• Teks Bacaan
Minggu, 14 April 2013

Seni Menelanjangi Diri



I
Dalam suatu obrolan dengan rekan-rekan di kelompok studi Sophia di Bandung, saya disuguhkan istilah seni menelanjangi diri. Istilah yang pada awalnya dipahami sebagai bertelanjang tanpa pakaian, secara bersama-sama, dengan malu-malu awalnya lalu tertawa bersama-sama. Melewati batas malu dan kemaluan, menyuguhkan setiap lekuk tubuh dari ujung rambut sampai ujung kaki. Yang bagian hitam terlihat jelas bagian hitamnya, yang bagian putih terlihat jelas putihnya. Dan akhirnya berkata, kamu begitu rupanya, kamu begitu itunya, kamu begitu anunya, saya begini dan begitu juga. Hitam putih sama-sama penuh nafsu dan gairah. Kamu dan saya sama-sama telanjang. Sama-sama manusia.
 
Dalam ungkapan nonverbal tersebut, menelanjangi diri bisa diartikan untuk mengetahui kondisi asli setiap individu-individu yang ada. Melepas setiap bentuk identitas yang diberikan oleh orang lain dalam relasi sosialnya, dan menghilangkan segala bentuk pengkategorian yang melekat pada diri. Mencari dan melihat sesuatu yang unik pada tubuh masing-masing. Terpampang jelas dari tubuhnya saja, yang disebut tubuh subjektif.

Lalu, apa yang disebut dengan tubuh subjektif tersebut ? Maksudnya, dari gambaran tubuh saja, kita sudah melihat perbedaan seseorang dengan yang lainnya, ini bisa juga diartikan sebagai bakat. Setiap subjek berhak mengekspresikan tubuhnya masing-masing, yang lainnya menonton dan memahami. Oh ya, memang dia, tubuh yang subjektif.
Subjek dalam arti, melihat kepada tubuhnya dan berdialog dengan tubuh-tubuh yang lain tanpa harus meniru tubuh yang lain. Artinya, dilampauinya dunia luarnya dengan terus menegmbangkan sisi subjektifnya. 

Dengan cara bagaimana kita mengembangkan sisi subjektif tersebut ? Dengan terus mengeksplorasi bagian-bagian tubuh, lewat pengetahuan dan berlatih keras menggerakan tubuhnya. Rasa penasaran merupakan modal penting untuk terus mencari sejauh mana individu mengetahui dan mempopulerkan tubuhnya.

Bisa kita bayangkan para penari yang menari di pusat kota budaya semacam Paris di Perancis. Tentunya tidak sembarang penari bisa tampil menari di kota itu. Atau di kota Moskow, Rusia, yang terkenal dengan tari baletnya yang khas dan gedung pertunjukannya yang eksotis, idaman para pekerja seni untuk bisa menunjukan kebolehannya. Di beberapa kota di Negara kita juga mempunyai tempat yang seperti itu, sebut saja Taman Ismail Marzuki, Keraton Yogyakarta, Rumentang Siang Bandung, Kesepuhan Cirebon, Bali dan sebagainya. Karena memang Negara kita terkenal dengan budaya dan keseniannya.

(Item pelabelan segmentasi)
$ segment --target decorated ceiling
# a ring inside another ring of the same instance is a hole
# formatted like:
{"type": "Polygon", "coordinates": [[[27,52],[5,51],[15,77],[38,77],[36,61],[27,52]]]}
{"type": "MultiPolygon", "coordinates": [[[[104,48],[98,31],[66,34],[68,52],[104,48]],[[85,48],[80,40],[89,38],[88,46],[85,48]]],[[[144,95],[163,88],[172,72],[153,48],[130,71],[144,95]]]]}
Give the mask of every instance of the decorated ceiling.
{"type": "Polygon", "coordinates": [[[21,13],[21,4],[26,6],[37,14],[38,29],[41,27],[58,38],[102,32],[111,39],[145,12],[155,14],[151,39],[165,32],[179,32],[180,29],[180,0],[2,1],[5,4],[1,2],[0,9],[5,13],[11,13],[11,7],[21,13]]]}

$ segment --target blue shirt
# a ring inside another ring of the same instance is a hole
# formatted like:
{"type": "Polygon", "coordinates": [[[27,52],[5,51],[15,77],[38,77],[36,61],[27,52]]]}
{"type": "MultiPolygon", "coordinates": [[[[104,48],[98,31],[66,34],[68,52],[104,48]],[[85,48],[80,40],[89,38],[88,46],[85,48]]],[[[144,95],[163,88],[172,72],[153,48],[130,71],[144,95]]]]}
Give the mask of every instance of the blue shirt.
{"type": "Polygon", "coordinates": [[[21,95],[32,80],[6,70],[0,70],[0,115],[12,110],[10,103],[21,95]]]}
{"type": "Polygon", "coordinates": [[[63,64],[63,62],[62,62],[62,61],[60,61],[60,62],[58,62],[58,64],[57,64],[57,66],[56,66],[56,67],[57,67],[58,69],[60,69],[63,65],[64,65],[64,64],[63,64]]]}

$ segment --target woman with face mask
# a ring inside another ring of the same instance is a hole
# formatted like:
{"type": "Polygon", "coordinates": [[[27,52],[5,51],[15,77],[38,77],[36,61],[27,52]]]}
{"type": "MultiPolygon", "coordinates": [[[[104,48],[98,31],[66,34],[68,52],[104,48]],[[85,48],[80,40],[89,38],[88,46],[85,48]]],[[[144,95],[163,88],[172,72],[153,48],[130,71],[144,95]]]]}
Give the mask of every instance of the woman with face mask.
==
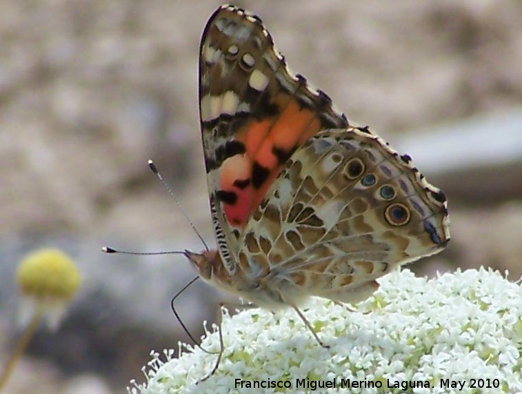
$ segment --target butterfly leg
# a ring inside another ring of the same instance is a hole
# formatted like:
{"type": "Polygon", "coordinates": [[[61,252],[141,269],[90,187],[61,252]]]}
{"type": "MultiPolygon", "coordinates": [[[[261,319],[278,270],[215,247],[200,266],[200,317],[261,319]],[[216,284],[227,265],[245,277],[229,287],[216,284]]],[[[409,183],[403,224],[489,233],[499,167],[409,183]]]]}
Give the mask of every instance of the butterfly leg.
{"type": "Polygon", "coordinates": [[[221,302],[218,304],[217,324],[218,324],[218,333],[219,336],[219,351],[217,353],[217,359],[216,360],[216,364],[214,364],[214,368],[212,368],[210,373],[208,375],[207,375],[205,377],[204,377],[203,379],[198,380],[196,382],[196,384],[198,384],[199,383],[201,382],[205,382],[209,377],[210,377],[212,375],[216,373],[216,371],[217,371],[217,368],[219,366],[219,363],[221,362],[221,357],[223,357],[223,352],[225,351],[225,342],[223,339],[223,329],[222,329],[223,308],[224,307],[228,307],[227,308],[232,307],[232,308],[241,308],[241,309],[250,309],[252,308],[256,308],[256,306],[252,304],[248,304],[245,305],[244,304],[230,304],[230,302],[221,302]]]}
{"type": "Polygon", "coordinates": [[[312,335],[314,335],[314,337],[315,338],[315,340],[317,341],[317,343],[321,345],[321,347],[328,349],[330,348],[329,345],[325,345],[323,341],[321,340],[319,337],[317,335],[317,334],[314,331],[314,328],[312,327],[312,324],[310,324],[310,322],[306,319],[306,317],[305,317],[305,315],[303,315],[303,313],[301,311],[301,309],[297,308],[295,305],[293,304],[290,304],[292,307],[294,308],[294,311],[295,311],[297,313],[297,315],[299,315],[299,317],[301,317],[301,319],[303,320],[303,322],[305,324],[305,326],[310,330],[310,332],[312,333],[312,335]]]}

• Yang Perlu Dikerjakan
Lanjutkan tulisan tentang seni menelanjangi diri dari titik terakhir teks itu berhenti. Catatan tersebut sama sekali tidak berperan di sini.

• Jawaban Latihan
Dalam beberapa pertunjukan di kota tersebut, para pekerja seni tidak kenal lelah berlatih, membaca, mengeluarkan seluruh kemampuan subjektifnya yang unik. Gairah mengembangkan dan mengeksplorasi inilah yang akhirnya kita bisa melihat sejauh mana tubuh subjektifnya bekerja, termasuk tubuh subjektif yang ada dalam diri masing-masing. Ada yang biasa, ada yang unik dan membuat kagum.

Dalam dunia kesusasteraan misalnya, kita bisa melihat Pramoedya Ananta Toer, sastrawan kelahiran Blora. Dia mampu meresapi tubuh subjektifnya dalam karya-karyanya. Jalinan antara biografi kehidupan, realitas diluarnya, dan hasil bacaannya, dia ceritakan dengan khas sisi tubuh subjektifnya. Penghayatan terhadap profesinya demikian kuat. Tidak aneh kalau karya sastranya diterjemahkan dalam beberapa bahasa asing. 

II

Selain dalam bahasa nonverbal, seni menelanjangi diri juga bisa disalurkan dalam bahasa verbal. Biasanya dilakukan dalam suatu kelompok yang ingin mengenal jauh setiap individu-individunya, termasuk di Sophia. Dalam obrolan yang tidak disengaja dan santai pula, setiap individu mengungkapkan apa yang dialami dan dihayati dalam hidupnya. Khususnya peristiwa-peristiwa yang member kesan dan mempengaruhi cara pikir dan lakunya kemudian. Ada yang bercerita, ada yang mendengar.

Awalnya terasa berat, tapi karena semuanya bercerita menjadi ramai dan saling memahami. Waktu seharian tidak cukup, apalagi kalau banyak orang. Menelanjangi dalam bahasa verbal ini bermaksud untuk menghargai suara-suara subjektif yang keluar dari dalam hatinya. Suara yang biasanya tertutup oleh rasa gengsi, malu, takut, yang akhirnya menjadi masalah di kemudian hari, sakit.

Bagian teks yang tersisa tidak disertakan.